§ EXCERPT TO READ
= = = =

Why have I fallen back on this introspective mood in these emerging days of convalescence? I think it is as a refuge from the cafard,—a feeling of after all being a stranger in a strange land. Perhaps it has a basis in physical weakness,—perhaps simply inaction: inaction which is so demoralizing. To-day I have a longing to be back—to rub elbows with my own people—to be no longer “l’Americain” but an American among Americans.

For there is always this difference between me and Coustic and Valentin, sons of the mountain side; Canache, Apache and filcher of the gutters; Bompard, tiller of Normand soil: they are fighting for something bigger than themselves that at times raises them to heights of heroic eloquence, that obliterates the present and joins them to their forbears of the brave days of old: Grognards, Sans Culottes, Chevaliers and bearded Gauls. While I, I am fighting alone, for love of a man’s adventure, in order to find myself. I am alone, for, much as I love their country, it is theirs,—not mine.

* * * * *

Yet, if I cannot entirely possess this deep spirit of nationalism, it has been the most satisfying experience of my haphazard, drifting life to live among those who did. You cannot understand the poilu with your ears alone.

= = = =

Entries drawn from a collection:
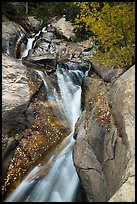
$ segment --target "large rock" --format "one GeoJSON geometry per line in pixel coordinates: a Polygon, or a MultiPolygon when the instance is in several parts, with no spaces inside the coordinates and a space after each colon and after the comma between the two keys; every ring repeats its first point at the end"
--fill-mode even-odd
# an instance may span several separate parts
{"type": "Polygon", "coordinates": [[[114,82],[124,72],[123,69],[101,66],[98,62],[95,61],[92,61],[92,68],[106,82],[114,82]]]}
{"type": "Polygon", "coordinates": [[[108,201],[127,180],[128,185],[121,188],[124,188],[121,199],[120,190],[114,201],[123,200],[127,186],[131,185],[133,191],[129,189],[128,201],[133,202],[134,68],[123,74],[112,88],[98,77],[86,78],[83,87],[84,111],[76,124],[73,159],[86,201],[108,201]]]}
{"type": "Polygon", "coordinates": [[[135,202],[135,66],[126,71],[111,89],[112,112],[130,149],[123,185],[110,202],[135,202]]]}
{"type": "MultiPolygon", "coordinates": [[[[9,155],[20,140],[15,138],[16,134],[34,120],[34,116],[33,120],[28,120],[33,114],[26,113],[26,110],[41,83],[38,75],[21,61],[2,55],[2,158],[3,166],[6,161],[6,168],[10,162],[9,155]]],[[[5,168],[3,172],[6,173],[5,168]]]]}

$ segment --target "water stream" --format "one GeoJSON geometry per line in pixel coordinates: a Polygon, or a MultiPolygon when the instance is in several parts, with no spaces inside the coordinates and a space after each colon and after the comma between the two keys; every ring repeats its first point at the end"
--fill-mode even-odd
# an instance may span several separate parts
{"type": "MultiPolygon", "coordinates": [[[[27,49],[22,57],[27,55],[33,41],[34,38],[28,40],[27,49]]],[[[81,82],[84,72],[65,69],[58,65],[56,77],[59,93],[46,72],[37,72],[45,84],[48,100],[57,104],[60,114],[67,120],[72,132],[56,149],[48,163],[35,166],[5,202],[74,202],[79,179],[72,160],[75,142],[73,132],[81,113],[81,82]],[[43,171],[46,173],[40,176],[43,171]]]]}

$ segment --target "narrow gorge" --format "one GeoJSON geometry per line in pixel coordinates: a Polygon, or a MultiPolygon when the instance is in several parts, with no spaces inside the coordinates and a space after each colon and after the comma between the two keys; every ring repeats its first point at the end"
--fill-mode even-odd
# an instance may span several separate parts
{"type": "Polygon", "coordinates": [[[92,61],[65,18],[31,20],[2,22],[3,202],[134,202],[135,65],[92,61]]]}

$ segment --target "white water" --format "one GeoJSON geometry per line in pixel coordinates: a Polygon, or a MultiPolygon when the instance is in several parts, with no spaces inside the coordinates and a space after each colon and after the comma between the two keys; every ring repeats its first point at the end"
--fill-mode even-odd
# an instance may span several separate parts
{"type": "Polygon", "coordinates": [[[35,37],[33,37],[33,38],[28,38],[28,42],[27,42],[27,45],[26,45],[25,50],[24,50],[23,53],[22,53],[21,59],[22,59],[23,57],[28,56],[28,52],[29,52],[29,50],[32,49],[32,44],[33,44],[34,40],[35,40],[35,37]]]}
{"type": "Polygon", "coordinates": [[[56,75],[60,93],[57,93],[47,74],[38,73],[44,81],[48,99],[55,101],[58,107],[63,106],[62,114],[71,125],[72,133],[63,140],[49,162],[36,166],[5,202],[74,202],[79,179],[72,160],[73,131],[81,112],[81,86],[74,81],[83,73],[58,67],[56,75]],[[39,176],[47,167],[50,169],[48,173],[39,176]]]}

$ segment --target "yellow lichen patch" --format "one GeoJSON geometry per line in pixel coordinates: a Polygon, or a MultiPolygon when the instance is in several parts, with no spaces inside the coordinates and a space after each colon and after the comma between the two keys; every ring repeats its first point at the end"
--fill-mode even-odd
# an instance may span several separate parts
{"type": "Polygon", "coordinates": [[[97,95],[97,103],[95,106],[94,114],[96,116],[97,121],[99,121],[102,127],[105,127],[106,130],[110,130],[110,117],[111,110],[109,108],[109,104],[105,100],[102,93],[97,95]]]}

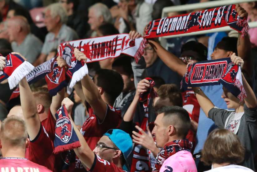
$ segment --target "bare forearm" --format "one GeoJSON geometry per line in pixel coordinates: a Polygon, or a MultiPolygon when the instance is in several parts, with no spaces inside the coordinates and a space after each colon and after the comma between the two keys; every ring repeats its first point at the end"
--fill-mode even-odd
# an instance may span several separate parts
{"type": "Polygon", "coordinates": [[[102,99],[96,86],[87,75],[81,81],[86,100],[90,105],[100,120],[103,120],[107,107],[106,103],[102,99]]]}
{"type": "Polygon", "coordinates": [[[242,37],[241,34],[239,34],[237,47],[238,56],[241,57],[245,62],[243,69],[248,75],[251,76],[253,66],[251,57],[251,42],[248,34],[244,38],[242,37]]]}
{"type": "Polygon", "coordinates": [[[165,64],[180,76],[184,76],[186,71],[186,65],[182,60],[165,49],[159,43],[150,40],[148,42],[165,64]]]}
{"type": "Polygon", "coordinates": [[[192,88],[194,91],[196,93],[195,96],[197,99],[198,103],[208,117],[209,111],[214,107],[214,105],[201,90],[199,91],[199,89],[200,89],[199,87],[195,87],[192,88]]]}
{"type": "Polygon", "coordinates": [[[37,105],[26,77],[20,81],[19,87],[21,105],[28,134],[30,138],[33,140],[38,133],[41,125],[37,105]]]}
{"type": "Polygon", "coordinates": [[[247,95],[247,97],[245,99],[245,103],[248,108],[254,108],[257,106],[257,100],[255,94],[242,74],[242,77],[243,84],[247,95]]]}
{"type": "Polygon", "coordinates": [[[50,106],[50,110],[56,120],[56,119],[55,119],[55,114],[61,106],[62,101],[64,98],[65,93],[65,88],[64,88],[52,98],[52,103],[50,106]]]}
{"type": "Polygon", "coordinates": [[[83,104],[85,103],[86,101],[86,97],[85,97],[84,93],[83,93],[83,90],[82,89],[82,86],[81,85],[81,83],[80,82],[78,82],[74,86],[74,88],[76,91],[77,94],[81,99],[81,101],[83,104]]]}
{"type": "Polygon", "coordinates": [[[123,117],[123,120],[124,121],[128,122],[131,121],[133,119],[135,115],[136,105],[138,103],[139,100],[139,97],[136,95],[135,95],[133,100],[130,104],[129,107],[125,113],[123,117]]]}

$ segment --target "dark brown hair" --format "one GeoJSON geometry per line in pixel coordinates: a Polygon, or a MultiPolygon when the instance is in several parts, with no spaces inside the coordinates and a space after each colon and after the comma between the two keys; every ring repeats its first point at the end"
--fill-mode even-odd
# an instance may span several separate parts
{"type": "Polygon", "coordinates": [[[182,107],[182,96],[175,84],[164,84],[160,86],[157,92],[160,98],[169,98],[174,106],[182,107]]]}
{"type": "Polygon", "coordinates": [[[225,129],[217,129],[207,137],[201,160],[208,165],[213,163],[238,164],[244,160],[245,153],[237,136],[225,129]]]}

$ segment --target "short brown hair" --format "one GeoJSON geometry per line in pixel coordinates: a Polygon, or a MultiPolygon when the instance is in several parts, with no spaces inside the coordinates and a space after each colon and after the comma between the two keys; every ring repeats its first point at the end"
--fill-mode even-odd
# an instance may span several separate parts
{"type": "Polygon", "coordinates": [[[216,129],[207,137],[201,160],[208,165],[213,163],[236,164],[244,160],[245,153],[245,148],[237,136],[226,129],[216,129]]]}
{"type": "Polygon", "coordinates": [[[2,142],[7,142],[12,146],[23,146],[27,137],[25,122],[18,117],[12,116],[2,122],[0,139],[2,142]]]}
{"type": "Polygon", "coordinates": [[[52,97],[49,94],[47,88],[38,87],[33,89],[32,92],[37,105],[42,105],[45,109],[47,110],[50,108],[52,102],[52,97]]]}
{"type": "Polygon", "coordinates": [[[182,96],[179,90],[175,84],[164,84],[159,88],[157,92],[161,99],[169,98],[174,106],[182,107],[182,96]]]}

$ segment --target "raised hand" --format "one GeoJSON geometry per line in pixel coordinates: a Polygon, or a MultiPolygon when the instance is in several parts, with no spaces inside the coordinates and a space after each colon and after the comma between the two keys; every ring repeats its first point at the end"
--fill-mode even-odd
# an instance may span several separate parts
{"type": "Polygon", "coordinates": [[[62,106],[63,105],[65,106],[69,114],[70,114],[72,111],[73,105],[74,105],[74,103],[68,97],[64,98],[62,102],[62,106]]]}

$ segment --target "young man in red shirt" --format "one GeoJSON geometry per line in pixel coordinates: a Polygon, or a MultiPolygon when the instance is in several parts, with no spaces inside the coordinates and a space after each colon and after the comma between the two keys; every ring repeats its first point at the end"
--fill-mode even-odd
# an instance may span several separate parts
{"type": "MultiPolygon", "coordinates": [[[[42,129],[40,128],[42,131],[42,129]]],[[[25,158],[29,141],[26,126],[24,121],[20,118],[12,116],[4,120],[1,125],[0,139],[3,157],[0,160],[0,168],[2,171],[51,171],[25,158]]]]}
{"type": "MultiPolygon", "coordinates": [[[[71,119],[73,105],[68,98],[62,102],[71,119]]],[[[74,129],[81,145],[74,151],[87,171],[124,172],[129,170],[127,160],[133,146],[128,134],[119,129],[110,129],[101,137],[92,151],[78,129],[76,127],[74,129]]]]}

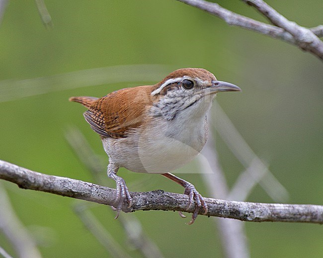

= = = =

§ EXERCISE INSTRUCTIONS
**A)** In the convalescence passage, what does the writer long to be instead of "l'Americain"?
**B)** List every fellow soldier the writer names in the convalescence passage.
Work only from the convalescence passage and not from the material.

§ WRITTEN RESPONSES
**A)** An American among Americans.

**B)** Coustic, Valentin, Canache, Bompard